#### Texte de la page
« L’empire, sans la
France ce n’est rien. La France sans l’empire, ce n’est rien » (Amiral Darlan – Novembre 1942)
« L'âme de nos marins
plane sur l'Océan, je l'ai vue ce matin, sous l'aile d'un goéland » (Freddie Breizirland)
Après avoir été
donné à la France par le traité de Paris, le 30 mai 1814, Dakar devint, en 1904, la capitale de
l’Afrique Occidentale Française (AOF). Située
à l’extrémité occidentale de l’Afrique, elle occupait, en 1940, une position
stratégique considérable qui faisait bien des envieux. Au point de séparation
de l’Atlantique Nord et Sud, en avancée face à l’Amérique Latine, sur le chemin
entre l’Afrique du Sud et l’Europe, Dakar intéressait tout le monde et en
premier lieu les Britanniques qui, sur le chemin traditionnel de l’Afrique
australe et de l’Asie par le Cap, retrouvaient là l’un des enjeux de leurs
rivalités coloniales avec la France et voulaient profiter de son écrasement.
En
septembre 1940, le Maréchal Pétain avait confié au général Weygand la
délégation générale du gouvernement en Afrique et le commandement en chef des
troupes. Ainsi se trouvait affirmée la volonté de défendre l’Afrique mais aussi
de préparer les moyens de la revanche.

#### Objectif 1
Les affirmations suivantes concordent-elles avec le texte sur Dakar ? Répondez par oui ou par non à chacune, en citant les mots du texte qui tranchent.
(a) Dakar devint la capitale de l’Afrique Occidentale Française en 1904.
(b) Dakar fut donnée à la France par le traité de Paris en 1815.
(c) En septembre 1940, le Maréchal Pétain confia au général Weygand le commandement en chef des troupes.
#### Objectif 2
Pouvez-vous prolonger le texte sur Dakar en reprenant juste après sa dernière phrase ?

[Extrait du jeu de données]

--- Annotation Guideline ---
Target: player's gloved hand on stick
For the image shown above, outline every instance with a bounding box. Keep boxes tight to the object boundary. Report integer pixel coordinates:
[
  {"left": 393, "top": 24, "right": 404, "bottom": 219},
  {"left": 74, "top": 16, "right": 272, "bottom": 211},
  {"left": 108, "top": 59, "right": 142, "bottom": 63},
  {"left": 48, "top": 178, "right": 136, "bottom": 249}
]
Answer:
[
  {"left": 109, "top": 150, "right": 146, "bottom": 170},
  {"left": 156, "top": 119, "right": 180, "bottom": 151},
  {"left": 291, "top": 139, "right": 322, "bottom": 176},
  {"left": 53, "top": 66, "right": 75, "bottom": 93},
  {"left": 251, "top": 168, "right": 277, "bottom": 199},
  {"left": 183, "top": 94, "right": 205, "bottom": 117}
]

#### Bonne réponse 1
(a) Oui : « Dakar devint, en 1904, la capitale de l’Afrique Occidentale Française (AOF) ».
(b) Non : « par le traité de Paris, le 30 mai 1814 ».
(c) Oui : « le Maréchal Pétain avait confié au général Weygand la délégation générale du gouvernement en Afrique et le commandement en chef des troupes ».

#### Bonne réponse 2
Le
31 Août 1940, soit près de deux mois après la lâche agression commise par ces
mêmes britanniques sur la flotte française au mouillage et désarmée, dans le
port de Mers El-Kébir (Algérie) et près d’un mois après l’entretien Churchill –
De Gaulle (6 août 1940) sur les modalités d’une éventuelle attaque contre les
forces françaises stationnées au Sénégal et demeurées fidèles au Maréchal
Pétain, la force navale M (M comme
« Menace ») britannique
où se trouvait de Gaulle quitta les ports britanniques pour Freetown en Sierra
Leone qu’elle atteignit le 16 Septembre.
Cette expédition reposait sur deux principes et deux ambitions :
- Churchill espérait mettre la main sur l’or de la Banque de France et des banques nationales belges
et polonaises, représentant plus de 1000 tonnes d’or… et sur le
cuirassé Richelieu, redoutable par
sa puissance de feu (bien que son armement ne fût pas terminé), fleuron de la
flotte française.
- De Gaulle désirait s’imposer comme le chef suprême de l’empire
français en guerre… empire d’importance que le gouvernement de Vichy tenait,
par ailleurs, à défendre ardemment.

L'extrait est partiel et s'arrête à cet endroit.